_Set of tasks_
a. In the excerpt on Weatherall's career, what ranking did NME give his remix of My Bloody Valentine's "Soon"?
b. Using the excerpt on Weatherall's career, explain what made his production of Beth Orton's album Trailer Park significant.

_Excerpt_

────────────────────

Weatherall's first studio work was alongside Paul Oakenfold on the club remix of "Hallelujah" for the Happy Mondays. Other remixes followed, notably "World in Motion" for New Order, "Loaded", a hit remix of Primal Scream's earlier track "I'm Losing More Than I'll Ever Have", and the widely acclaimed 'A Mix of Two-Halves' version of Saint Etienne's cover of Neil Young's "Only Love Can Break Your Heart". His remix of My Bloody Valentine's "Soon" was ranked at number 1 in NMEs list of "The 50 Best Remixes Ever". He produced Primal Scream's album Screamadelica.

In 1992, Weatherall left Boy's Own. He formed the electronic music trio the Sabres of Paradise in 1993, starting a record label under the same name. The Sabres of Paradise released three albums between 1993 and 1995. In early 1996, after shutting down Sabresonic, Weatherall and Keith Tenniswood became Two Lone Swordsmen, signing to Warp. His production of Beth Orton's album Trailer Park helped establish the mix of hip hop and electronica that would later become trip hop. He set up the Rotters Golf Club label in 2001.

Weatherall produced for artists Beth Orton, Primal Scream and One Dove, and remixed the work of Björk, Siouxsie Sioux, the Orb, the Future Sound of London, New Order, Manic Street Preachers, My Bloody Valentine and James. He produced the album Tarot Sport for Fuck Buttons to "vast acclaim" and assisted the Twilight Sad with the production of their third studio album, No One Can Ever Know.

────────────────────

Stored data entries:
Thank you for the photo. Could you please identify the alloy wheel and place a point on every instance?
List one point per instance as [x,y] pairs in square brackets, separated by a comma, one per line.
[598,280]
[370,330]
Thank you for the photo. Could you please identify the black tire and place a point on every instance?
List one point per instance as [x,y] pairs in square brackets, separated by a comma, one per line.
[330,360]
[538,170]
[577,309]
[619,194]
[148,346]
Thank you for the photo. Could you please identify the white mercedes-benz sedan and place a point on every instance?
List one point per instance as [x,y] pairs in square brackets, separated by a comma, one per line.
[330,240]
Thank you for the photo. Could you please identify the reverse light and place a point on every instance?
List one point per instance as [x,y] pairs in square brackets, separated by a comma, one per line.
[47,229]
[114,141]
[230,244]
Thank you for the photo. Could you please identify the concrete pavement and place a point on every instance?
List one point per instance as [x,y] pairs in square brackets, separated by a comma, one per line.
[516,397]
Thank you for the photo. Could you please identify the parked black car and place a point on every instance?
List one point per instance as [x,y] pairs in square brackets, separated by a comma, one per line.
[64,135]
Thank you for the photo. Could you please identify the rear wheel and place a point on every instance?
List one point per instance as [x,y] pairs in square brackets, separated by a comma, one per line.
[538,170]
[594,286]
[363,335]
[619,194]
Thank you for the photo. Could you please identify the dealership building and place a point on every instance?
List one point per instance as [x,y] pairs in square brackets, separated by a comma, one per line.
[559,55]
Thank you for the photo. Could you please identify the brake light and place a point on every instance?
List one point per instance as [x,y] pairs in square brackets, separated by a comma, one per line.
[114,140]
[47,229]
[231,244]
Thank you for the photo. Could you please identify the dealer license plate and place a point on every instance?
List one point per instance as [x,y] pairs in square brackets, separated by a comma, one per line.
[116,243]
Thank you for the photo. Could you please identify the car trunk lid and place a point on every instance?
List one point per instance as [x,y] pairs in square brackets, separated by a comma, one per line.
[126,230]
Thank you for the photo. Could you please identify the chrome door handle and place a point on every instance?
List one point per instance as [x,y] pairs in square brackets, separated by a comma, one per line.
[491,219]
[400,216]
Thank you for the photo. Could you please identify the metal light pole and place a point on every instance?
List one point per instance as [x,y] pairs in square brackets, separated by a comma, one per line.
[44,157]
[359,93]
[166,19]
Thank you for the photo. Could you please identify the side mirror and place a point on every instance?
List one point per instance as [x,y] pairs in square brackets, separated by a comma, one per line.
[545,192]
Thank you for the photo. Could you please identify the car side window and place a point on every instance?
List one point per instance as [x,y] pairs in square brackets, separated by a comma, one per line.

────────────────────

_Set of answers_
a. NME ranked it number 1 in its list of "The 50 Best Remixes Ever."

b. His production of Trailer Park helped establish a mix of hip hop and electronica. That mix would later become trip hop.